Repeat the records below exactly.

Dataset records
---
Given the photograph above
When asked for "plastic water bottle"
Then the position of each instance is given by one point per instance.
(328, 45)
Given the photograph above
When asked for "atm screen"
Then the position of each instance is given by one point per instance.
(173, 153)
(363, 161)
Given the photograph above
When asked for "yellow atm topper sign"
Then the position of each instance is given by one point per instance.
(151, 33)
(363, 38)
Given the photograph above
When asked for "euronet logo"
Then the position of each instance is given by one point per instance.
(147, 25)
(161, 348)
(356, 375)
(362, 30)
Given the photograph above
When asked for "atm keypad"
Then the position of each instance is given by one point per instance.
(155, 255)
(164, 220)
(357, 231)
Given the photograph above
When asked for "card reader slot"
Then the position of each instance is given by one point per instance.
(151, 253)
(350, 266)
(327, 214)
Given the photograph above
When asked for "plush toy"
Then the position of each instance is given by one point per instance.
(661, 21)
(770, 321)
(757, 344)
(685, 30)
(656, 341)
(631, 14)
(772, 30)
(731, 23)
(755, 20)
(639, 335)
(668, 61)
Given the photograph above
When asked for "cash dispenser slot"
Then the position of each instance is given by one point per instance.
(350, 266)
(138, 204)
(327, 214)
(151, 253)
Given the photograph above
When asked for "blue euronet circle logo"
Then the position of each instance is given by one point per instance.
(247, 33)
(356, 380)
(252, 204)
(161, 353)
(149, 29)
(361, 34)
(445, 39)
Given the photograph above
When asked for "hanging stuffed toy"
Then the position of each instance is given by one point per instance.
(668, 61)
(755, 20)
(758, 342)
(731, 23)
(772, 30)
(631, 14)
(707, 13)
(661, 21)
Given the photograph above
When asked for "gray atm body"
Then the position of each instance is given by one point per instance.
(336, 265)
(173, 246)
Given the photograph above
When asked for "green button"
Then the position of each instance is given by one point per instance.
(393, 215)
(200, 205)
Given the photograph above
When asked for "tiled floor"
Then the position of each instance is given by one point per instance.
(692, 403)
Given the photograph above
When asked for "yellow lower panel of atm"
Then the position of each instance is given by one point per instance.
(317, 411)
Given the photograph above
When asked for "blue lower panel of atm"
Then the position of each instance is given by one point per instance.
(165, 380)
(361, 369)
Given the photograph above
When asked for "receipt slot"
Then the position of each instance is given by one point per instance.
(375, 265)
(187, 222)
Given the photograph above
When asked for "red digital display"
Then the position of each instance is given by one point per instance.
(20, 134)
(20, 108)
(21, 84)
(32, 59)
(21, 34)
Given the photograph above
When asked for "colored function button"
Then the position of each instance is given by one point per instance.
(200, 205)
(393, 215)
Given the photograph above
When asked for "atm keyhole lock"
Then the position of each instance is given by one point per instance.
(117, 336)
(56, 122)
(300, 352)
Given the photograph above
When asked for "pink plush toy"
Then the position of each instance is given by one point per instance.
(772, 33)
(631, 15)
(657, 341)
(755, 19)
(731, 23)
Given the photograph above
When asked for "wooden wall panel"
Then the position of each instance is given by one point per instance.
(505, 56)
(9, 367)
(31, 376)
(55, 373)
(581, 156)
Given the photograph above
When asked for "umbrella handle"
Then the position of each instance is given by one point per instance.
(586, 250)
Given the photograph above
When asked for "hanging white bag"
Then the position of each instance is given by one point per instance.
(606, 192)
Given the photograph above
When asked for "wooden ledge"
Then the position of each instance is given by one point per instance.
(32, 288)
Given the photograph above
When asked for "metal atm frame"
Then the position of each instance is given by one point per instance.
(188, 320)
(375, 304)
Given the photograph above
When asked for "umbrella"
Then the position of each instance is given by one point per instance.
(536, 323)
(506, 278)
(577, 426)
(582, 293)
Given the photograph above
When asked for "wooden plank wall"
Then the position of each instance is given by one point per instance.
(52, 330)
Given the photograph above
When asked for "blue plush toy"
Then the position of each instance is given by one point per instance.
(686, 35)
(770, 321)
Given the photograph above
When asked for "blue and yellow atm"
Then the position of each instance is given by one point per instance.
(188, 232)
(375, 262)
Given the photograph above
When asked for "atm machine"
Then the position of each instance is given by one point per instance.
---
= TASK RESPONSE =
Given the photograph above
When asked for "plastic water bottle"
Then the position of each instance is given by one point per instance.
(328, 45)
Given the photograph above
When asked for "atm screen"
Then the position of each instance is given by one point per instance.
(173, 153)
(363, 161)
Given the photograph above
When asked for "yellow atm topper sign"
Then the position of each instance is given by one point per instance.
(151, 33)
(363, 38)
Given the photograph above
When asked for "euronet logo"
Then the position of each instance is given by one point per instance.
(147, 25)
(161, 348)
(356, 375)
(362, 30)
Given the photograph above
When asked for "atm keypad"
Then the position of each instance is given by one point per instance.
(155, 255)
(164, 220)
(357, 231)
Given the photograph above
When asked for "card reader slot"
Then the position of each instance is given by one point per instance.
(151, 253)
(350, 266)
(327, 214)
Given the photograph above
When asked for "plush toy"
Then the position of each instance is given by one point per instance.
(661, 21)
(770, 321)
(757, 344)
(685, 30)
(656, 341)
(631, 14)
(772, 30)
(731, 23)
(755, 20)
(639, 335)
(668, 61)
Given the photograph above
When asked for "cash dispenser slot"
Then the position of each instance is given by one point per instance.
(350, 266)
(138, 204)
(327, 214)
(151, 253)
Given the photograph above
When asked for "blue euronet circle logo"
Then the position of each instance is given by one point per instance.
(247, 33)
(356, 380)
(252, 204)
(161, 353)
(149, 29)
(361, 34)
(445, 39)
Given the photograph above
When asked for "hanging stuffed toy"
Then the position of each instance is given by one point per instance.
(668, 61)
(755, 20)
(758, 342)
(731, 23)
(772, 30)
(631, 14)
(707, 13)
(661, 21)
Given the photograph above
When asked for "gray atm body"
Then the position of each instance is given by one point per instance.
(336, 265)
(173, 246)
Given the photograph above
When asked for "green button"
Then the position of each instance is given by one point per instance.
(393, 215)
(200, 205)
Given the photograph above
When asked for "tiled floor"
Then the position of each instance is given by one point per instance.
(692, 403)
Given the photograph above
When asked for "yellow lower panel of atm"
Then the position of each instance is given by one point per instance.
(317, 411)
Given the photograph above
When asked for "blue lower panel of atm"
Then the position of each instance is given by one point per instance.
(165, 380)
(361, 369)
Given the photograph above
When asked for "receipt slot"
Then the position of each instance is given by one point per instance.
(375, 265)
(187, 222)
Given the photograph above
When asked for "red digital display"
Then the position of each instance is given by one point per instance.
(20, 134)
(20, 108)
(21, 84)
(32, 59)
(21, 34)
Given the photograph above
When asked for "colored function button"
Then the position of each instance is given by one point per instance.
(200, 205)
(393, 215)
Given the photograph above
When asked for "atm keyhole lock"
Then the position of each instance is given by one point per instance.
(117, 336)
(56, 122)
(300, 352)
Given the photograph above
When asked for "pink plush toy"
Then the position of each instance is given by one point per instance.
(772, 33)
(631, 15)
(657, 341)
(755, 19)
(731, 23)
Given the photograph above
When asked for "wooden wall panel"
Then the position of each instance is given by one point per instance.
(505, 56)
(9, 367)
(31, 376)
(55, 373)
(581, 156)
Given the photograph above
When asked for "umbrella handle"
Then the position of each instance is given by one point per instance.
(586, 250)
Given the photograph above
When asked for "hanging white bag"
Then the position of each instance is given by one point per instance.
(606, 192)
Given the photograph above
When asked for "wooden ledge"
Then the position of each instance is given by one point per instance.
(32, 288)
Given the photograph above
When asked for "metal atm frame"
Then the position of each instance is given by one point per instance.
(188, 320)
(375, 304)
Given the photograph above
When asked for "umbrella"
Then the position of each instance is given by one point per instance.
(536, 323)
(506, 278)
(577, 426)
(582, 293)
Given the photograph above
When asked for "wooden plank wall"
Then the position of each instance is given by one point per instance.
(52, 330)
Given the photograph above
When asked for "blue plush toy"
Then the position of each instance is given by one point per instance.
(686, 35)
(770, 321)
Given the photograph above
When asked for "blue and yellow atm"
Then the position of each instance is given by one point per instance.
(188, 232)
(375, 262)
Given the photograph above
When asked for "atm machine"
Then the position of each instance is given by one point per instance.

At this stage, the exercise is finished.